> Consigne 1:
Convertissez en tableau Markdown le passage des enregistrements allant de la ligne contenant « For each instance of the brown mullet » jusqu'à celle contenant « (671, 1039) », ces deux lignes comprises. Utilisez une colonne « n » pour le numéro de rang et une colonne « Ligne » pour le texte de la ligne, sans reprendre les lignes vides.

Le Cimetière de Loyasse/Introduction

Il n’existait point autrefois, à Lyon, de cimetière général : chaque paroisse y possédait son cimetière particulier. Ces champs de deuil, placés dans des lieux non convenables et d’une trop faible étendue, n’étaient, à proprement parler, que de misérables charniers, où les corps disparaissaient entassés dans des fosses communes. Impossible alors de pouvoir marquer la tombe d’un ami, ni de venir verser quelques larmes sur ses cendres ; et la seule consolation qui reste souvent à une âme sensible, celle d’aller raviver sa douleur, sur cette terre qui couvre la dépouille mortelle d’un père, d’un époux, d’une fille chérie, on en était même privé ![1]

Entourés d’habitations, ils offraient un triste et bien pénible spectacle aux personnes du voisinage. Les émanations putrides qui s’en échappaient, en viciant l’air, devenaient encore une cause grave d’insalubrité, et pouvaient occasionner les plus grands malheurs. Ils n’avaient subsisté que trop longtemps : on les supprima. [2]

Il ne restait plus que le cimetière de la Magdeleine, propriété des Hôpitaux, et jusque-là exclusivement affecté au service de ces établissemens, et un autre petit cimetière, à St-Just, appelé le Cimetière des Quatre-Vents[3]. Dès-lors toutes les inhumations eurent lieu dans ces deux cimetières ; mais là encore on ne pouvait faire ce que la décence et le respect pour la cendre des morts exigent : l’exiguité des lieux s’y opposait. On ne pouvait, à plus forte raison, disposer d’aucune portion de terrain pour érection de monumens funèbres : c’eût été diminuer un espace déja trop resserré ; et cependant, depuis qu’une sage prudence avait interdit toute inhumation dans les Églises, on sentait la nécessité de pouvoir en consacrer une partie à cet objet. Marquer la place où reposent les restes mortels du bienfaiteur de son pays, élever des monumens à la vertu, au mérite, à des services éminens, c’est acquitter la dette de la reconnaissance publique, et c’est en même temps offrir une louable émulation à la vertu. C’était le devoir d’une administration sage d’en faciliter la possibilité.

Enregistrements du jeu de données d'annotation par points

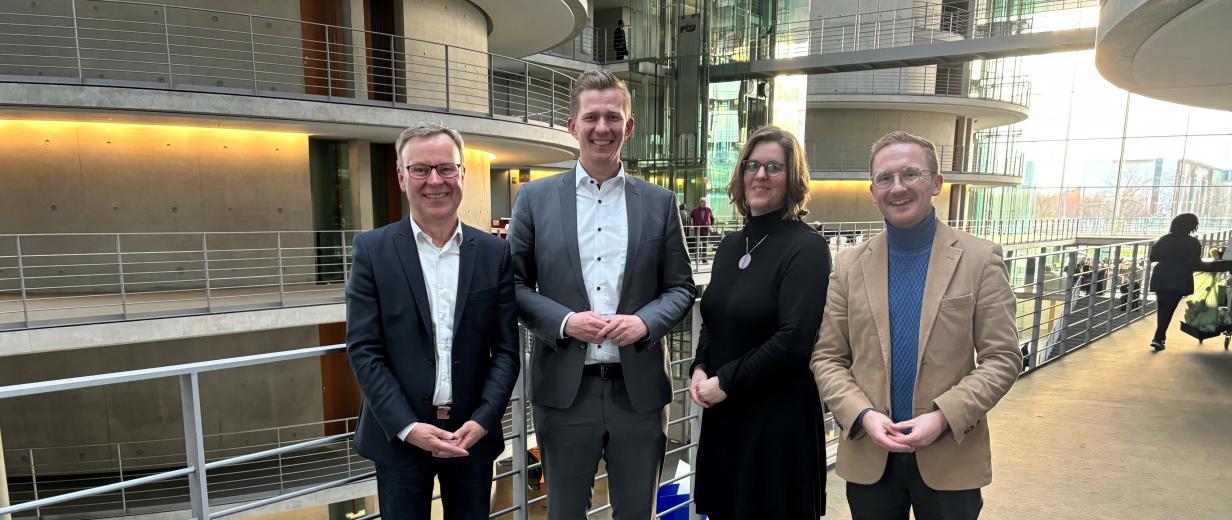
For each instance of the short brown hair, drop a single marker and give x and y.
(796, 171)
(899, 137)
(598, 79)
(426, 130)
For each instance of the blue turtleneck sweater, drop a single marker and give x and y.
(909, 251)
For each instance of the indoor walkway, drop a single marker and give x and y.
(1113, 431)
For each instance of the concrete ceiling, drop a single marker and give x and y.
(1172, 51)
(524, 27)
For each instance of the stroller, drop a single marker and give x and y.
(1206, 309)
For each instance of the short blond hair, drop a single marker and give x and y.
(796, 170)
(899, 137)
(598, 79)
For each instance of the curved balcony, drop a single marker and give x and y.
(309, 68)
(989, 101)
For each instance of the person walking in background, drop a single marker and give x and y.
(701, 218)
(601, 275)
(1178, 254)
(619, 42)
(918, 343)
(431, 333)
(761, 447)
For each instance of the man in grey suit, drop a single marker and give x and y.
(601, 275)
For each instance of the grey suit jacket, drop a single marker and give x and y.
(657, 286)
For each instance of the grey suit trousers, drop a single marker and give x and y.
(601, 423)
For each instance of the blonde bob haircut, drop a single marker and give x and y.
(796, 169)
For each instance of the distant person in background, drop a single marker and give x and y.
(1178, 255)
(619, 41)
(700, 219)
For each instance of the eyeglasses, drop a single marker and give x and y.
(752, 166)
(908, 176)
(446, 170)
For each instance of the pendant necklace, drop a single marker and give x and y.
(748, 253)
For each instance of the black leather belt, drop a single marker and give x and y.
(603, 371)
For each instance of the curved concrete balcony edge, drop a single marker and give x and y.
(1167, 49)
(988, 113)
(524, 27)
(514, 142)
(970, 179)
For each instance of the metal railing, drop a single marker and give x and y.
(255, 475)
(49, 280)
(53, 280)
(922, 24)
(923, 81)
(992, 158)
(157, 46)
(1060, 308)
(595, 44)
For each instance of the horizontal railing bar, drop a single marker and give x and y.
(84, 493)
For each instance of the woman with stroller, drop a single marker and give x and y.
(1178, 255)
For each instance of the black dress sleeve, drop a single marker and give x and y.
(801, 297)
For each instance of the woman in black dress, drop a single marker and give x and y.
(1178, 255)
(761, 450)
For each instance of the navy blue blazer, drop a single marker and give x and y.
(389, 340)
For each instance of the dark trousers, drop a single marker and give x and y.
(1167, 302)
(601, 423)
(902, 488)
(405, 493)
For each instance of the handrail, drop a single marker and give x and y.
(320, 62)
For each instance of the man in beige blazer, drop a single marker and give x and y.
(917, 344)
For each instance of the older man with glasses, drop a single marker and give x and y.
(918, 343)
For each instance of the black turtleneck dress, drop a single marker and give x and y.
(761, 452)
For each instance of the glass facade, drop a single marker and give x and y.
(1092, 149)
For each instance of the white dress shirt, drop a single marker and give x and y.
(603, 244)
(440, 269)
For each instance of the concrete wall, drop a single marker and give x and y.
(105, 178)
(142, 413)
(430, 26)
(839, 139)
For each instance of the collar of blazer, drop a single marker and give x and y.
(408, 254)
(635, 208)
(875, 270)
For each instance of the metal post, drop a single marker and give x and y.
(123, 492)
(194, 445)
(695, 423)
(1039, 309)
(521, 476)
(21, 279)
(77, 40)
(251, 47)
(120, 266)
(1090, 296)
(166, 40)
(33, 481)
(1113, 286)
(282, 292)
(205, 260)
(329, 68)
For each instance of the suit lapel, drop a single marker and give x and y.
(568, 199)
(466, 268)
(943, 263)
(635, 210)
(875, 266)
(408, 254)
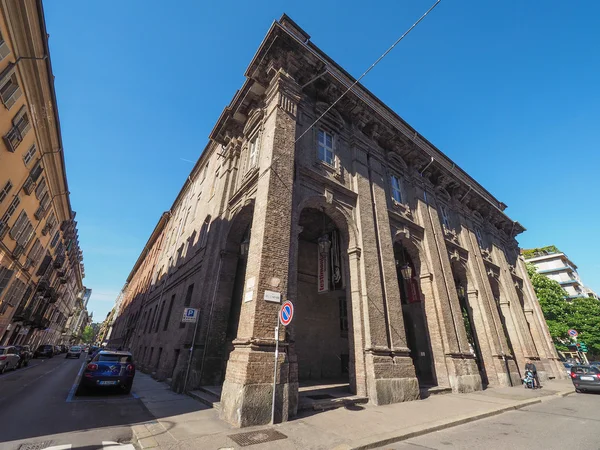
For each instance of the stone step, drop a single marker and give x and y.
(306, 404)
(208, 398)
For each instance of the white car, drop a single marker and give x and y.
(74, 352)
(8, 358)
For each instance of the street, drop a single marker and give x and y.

* * *

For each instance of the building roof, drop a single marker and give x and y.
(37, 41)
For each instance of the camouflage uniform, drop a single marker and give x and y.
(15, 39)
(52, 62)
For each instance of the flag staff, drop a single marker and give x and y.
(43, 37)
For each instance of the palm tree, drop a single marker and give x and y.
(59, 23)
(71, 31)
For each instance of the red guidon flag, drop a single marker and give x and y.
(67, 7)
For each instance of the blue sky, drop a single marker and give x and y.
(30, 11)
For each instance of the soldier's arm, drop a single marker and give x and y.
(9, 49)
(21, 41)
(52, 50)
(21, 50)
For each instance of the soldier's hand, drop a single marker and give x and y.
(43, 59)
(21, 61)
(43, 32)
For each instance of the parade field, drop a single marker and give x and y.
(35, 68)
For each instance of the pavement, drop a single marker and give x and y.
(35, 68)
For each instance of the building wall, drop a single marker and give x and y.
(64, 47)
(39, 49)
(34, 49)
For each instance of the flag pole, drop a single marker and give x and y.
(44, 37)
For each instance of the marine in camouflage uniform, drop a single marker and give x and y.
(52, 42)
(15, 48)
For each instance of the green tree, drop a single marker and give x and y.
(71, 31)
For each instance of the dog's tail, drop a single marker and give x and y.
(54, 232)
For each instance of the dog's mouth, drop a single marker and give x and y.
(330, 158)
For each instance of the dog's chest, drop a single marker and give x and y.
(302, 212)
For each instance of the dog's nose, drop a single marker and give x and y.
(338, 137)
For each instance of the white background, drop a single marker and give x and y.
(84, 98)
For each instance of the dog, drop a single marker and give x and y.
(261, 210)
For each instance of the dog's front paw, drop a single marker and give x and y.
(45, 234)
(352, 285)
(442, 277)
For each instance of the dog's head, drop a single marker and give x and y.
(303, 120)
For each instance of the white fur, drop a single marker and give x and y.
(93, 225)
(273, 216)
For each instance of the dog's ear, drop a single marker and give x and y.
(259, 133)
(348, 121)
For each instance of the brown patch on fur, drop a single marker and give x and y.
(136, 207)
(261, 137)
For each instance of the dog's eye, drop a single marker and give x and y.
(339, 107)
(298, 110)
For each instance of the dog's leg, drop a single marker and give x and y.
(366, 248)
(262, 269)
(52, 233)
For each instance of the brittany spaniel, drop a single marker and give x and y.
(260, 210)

--

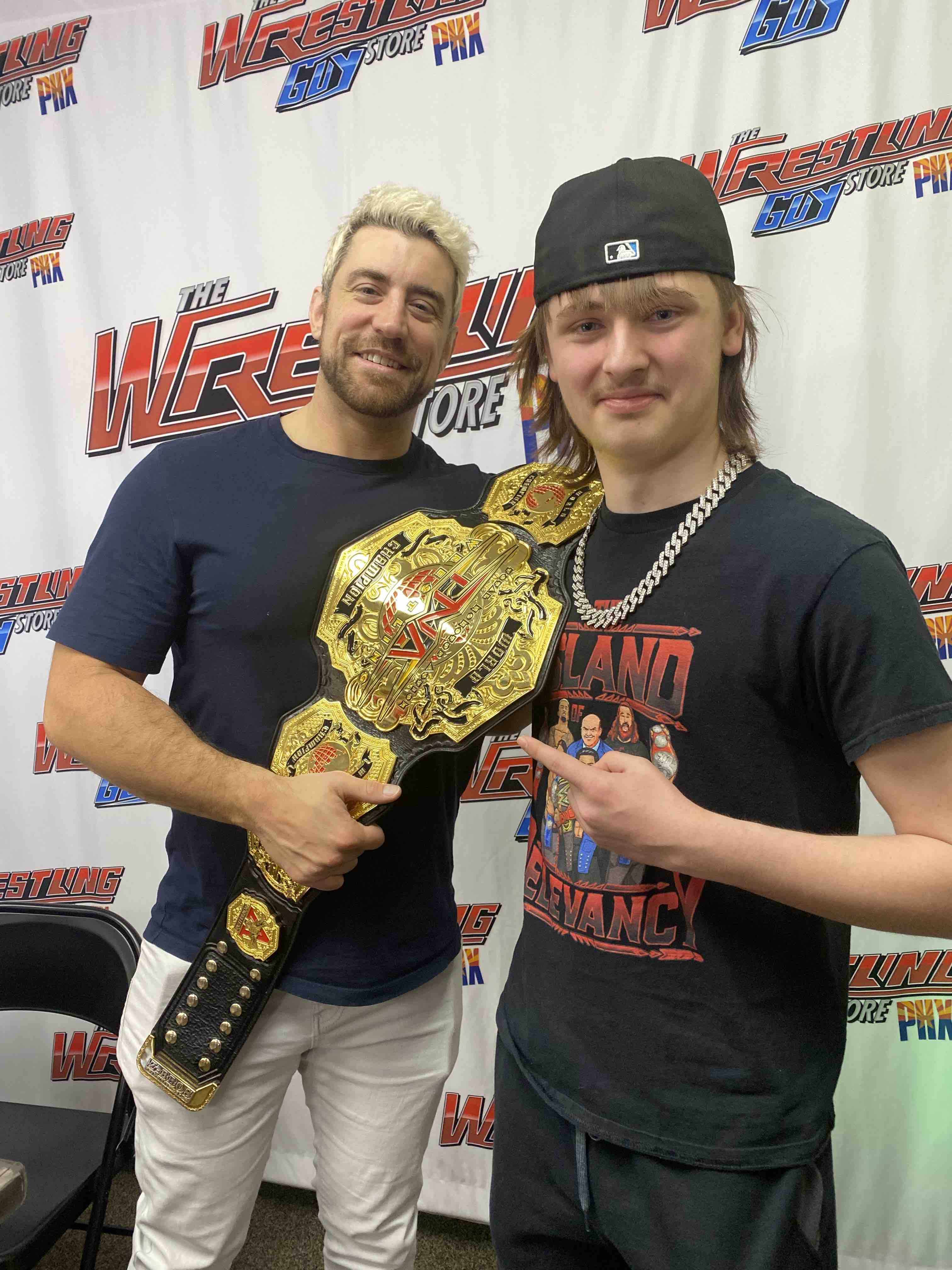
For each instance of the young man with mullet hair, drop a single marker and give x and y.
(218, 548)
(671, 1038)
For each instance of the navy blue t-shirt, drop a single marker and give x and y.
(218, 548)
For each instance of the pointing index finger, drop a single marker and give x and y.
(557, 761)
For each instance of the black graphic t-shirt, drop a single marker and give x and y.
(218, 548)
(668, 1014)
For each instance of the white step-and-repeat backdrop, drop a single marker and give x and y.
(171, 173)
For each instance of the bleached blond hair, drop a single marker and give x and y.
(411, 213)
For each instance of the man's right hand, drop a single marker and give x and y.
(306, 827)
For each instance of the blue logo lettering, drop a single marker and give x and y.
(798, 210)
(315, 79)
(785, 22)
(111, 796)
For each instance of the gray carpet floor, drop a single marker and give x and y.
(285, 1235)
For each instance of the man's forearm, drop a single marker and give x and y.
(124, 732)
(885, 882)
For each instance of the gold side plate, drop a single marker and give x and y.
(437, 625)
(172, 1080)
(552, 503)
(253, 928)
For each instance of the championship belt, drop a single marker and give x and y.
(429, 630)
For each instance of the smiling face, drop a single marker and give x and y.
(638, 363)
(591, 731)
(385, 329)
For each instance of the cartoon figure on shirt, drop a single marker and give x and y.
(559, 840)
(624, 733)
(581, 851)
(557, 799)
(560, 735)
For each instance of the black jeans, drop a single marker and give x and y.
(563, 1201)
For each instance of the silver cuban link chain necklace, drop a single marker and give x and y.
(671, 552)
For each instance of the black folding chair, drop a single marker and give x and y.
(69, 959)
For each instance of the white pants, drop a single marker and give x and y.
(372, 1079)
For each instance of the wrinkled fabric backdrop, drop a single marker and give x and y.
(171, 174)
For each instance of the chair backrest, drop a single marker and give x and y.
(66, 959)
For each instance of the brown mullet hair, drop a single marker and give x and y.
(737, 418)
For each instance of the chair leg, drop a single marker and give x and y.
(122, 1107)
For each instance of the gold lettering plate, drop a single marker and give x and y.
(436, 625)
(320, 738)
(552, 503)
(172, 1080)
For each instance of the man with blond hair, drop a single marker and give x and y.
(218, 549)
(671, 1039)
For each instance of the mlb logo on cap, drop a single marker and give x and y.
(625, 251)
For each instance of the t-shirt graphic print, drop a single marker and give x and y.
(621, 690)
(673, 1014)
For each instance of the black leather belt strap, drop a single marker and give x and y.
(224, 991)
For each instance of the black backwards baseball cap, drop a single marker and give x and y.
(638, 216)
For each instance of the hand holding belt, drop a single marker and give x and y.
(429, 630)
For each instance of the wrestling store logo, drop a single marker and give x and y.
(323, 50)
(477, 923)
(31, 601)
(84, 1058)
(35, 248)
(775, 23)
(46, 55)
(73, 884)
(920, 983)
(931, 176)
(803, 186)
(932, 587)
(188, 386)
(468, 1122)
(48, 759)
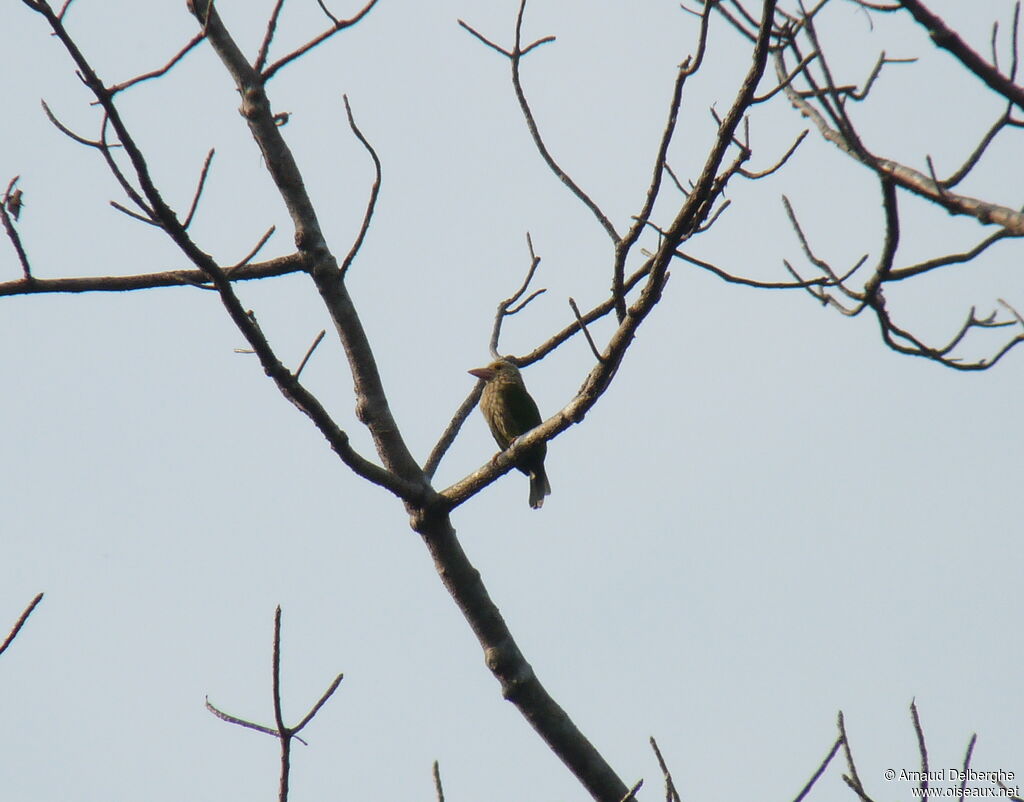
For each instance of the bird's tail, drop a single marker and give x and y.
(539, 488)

> Consigne 2:
Poursuivez l'extrait sur les cimetières de Lyon après sa dernière phrase.

> Réponse 1:
| n | Ligne |
|---|---|
| 1 | For each instance of the brown mullet hair, drop a single marker and give x and y. |
| 2 | (737, 418) |
| 3 | For each instance of the chair leg, drop a single marker and give x and y. |
| 4 | (122, 1107) |
| 5 | For each instance of the gold lettering plate, drop a single marker and give x and y. |
| 6 | (436, 625) |
| 7 | (320, 738) |
| 8 | (552, 503) |
| 9 | (172, 1080) |
| 10 | For each instance of the man with blond hair, drop a single marker and give x and y. |
| 11 | (218, 549) |
| 12 | (671, 1039) |

> Réponse 2:
Dans une ville ensuite où la population se distingue principalement par une éminente piété, par la douceur de ses mœurs ; où les familles vivent entre elles dans un lien d’affection très étroit, on devait naturellement désirer de pouvoir permettre, aux personnes qui en feraient la demande, l’établissement de sépultures particulières. Conserver les cendres de ses pères a été, de tout temps et chez tous les peuples, la religion des familles.

C’est sous l’administration de M. Faye de Sathonay que la ville fit l’acquisition, au territoire de Loyasse, du terrain qui sert aujourd’hui de cimetière. Aucun lien n’était plus convenable : éloigné de toute habitation, parfaitement exposé au nord, il ne peut laisser craindre aucun danger sous le rapport de la salubrité. Placé à l’extrémité du plateau de Fourvières, dans un lieu retiré, solitaire, il offre le calme, la tranquillité aux personnes qui viennent donner quelques pleurs à la mémoire de leurs frères, ou méditer, dans ce saint lieu, sur le néant et l’instabilité des choses humaines.

Non, ce champ du repos ne pouvait être mis ailleurs. Soit que vous gravissiez la montagne sainte qui y conduit, soit qu’étant arrivé vous jetiez vos regards autour de vous, ou que vous les reportiez dans le passé, là tout est enseignement. Placé sur les ruines du vieux Lugdunum, les cendres des morts se mêlent à la poussière des constructions romaines. L’Antiquaille, cet ancien palais des empereurs, se présente à vous avec ses souvenirs de gloire, de fêtes et de magnificence ; aujourd’hui, servant d’hospice aux aliénés, il ne semble placé sur le chemin de Loyasse que pour nous rappeler la faiblesse de notre nature, et le peu de stabilité des choses humaines. Puis l’antique chapelle de Fourvières, où, chaque jour, dans la douleur, dans la prospérité, la piété adresse à la mère de Dieu des prières, des vœux, des actions de grâces. Puis, enfin, ces ruelles étroites, longues, silencieuses, bordées de murailles élevées, où vous ne rencontrez que quelques personnes les yeux mouillés de pleurs, le cœur gros. Vous êtes encore dans Lyon, et c’est déjà le silence de la mort !

Dans sa séance du 28 janvier 1811, le conseil municipal arrêta les parties de terrain qui pourraient être aliénées, et il régla, conformément aux dispositions du décret du 23 prairial an 12, sur les sépultures, les conditions auxquelles ces concessions auraient lieu[4]. Enfin la ville fut autorisée, par décret du 18 avril 1812, à consentir des aliénations en faveur des personnes qui en feraient la demande.

Bientôt des monumens s’élevèrent sur tous les points. La reconnaissance publique fit les frais de plusieurs, d’autres sont dus à la piété filiale, à la tendresse conjugale et fraternelle, ou aux doux liens de l’amitié. Les arts, s’associant à la douleur, sont venus embellir ce lieu de tristesse et de deuil. Plusieurs des monumens, dont on leur est redevable, sont de véritables chefs-d’œuvre, et peuvent être avantageusement comparés à ce qui existe de mieux en ce genre.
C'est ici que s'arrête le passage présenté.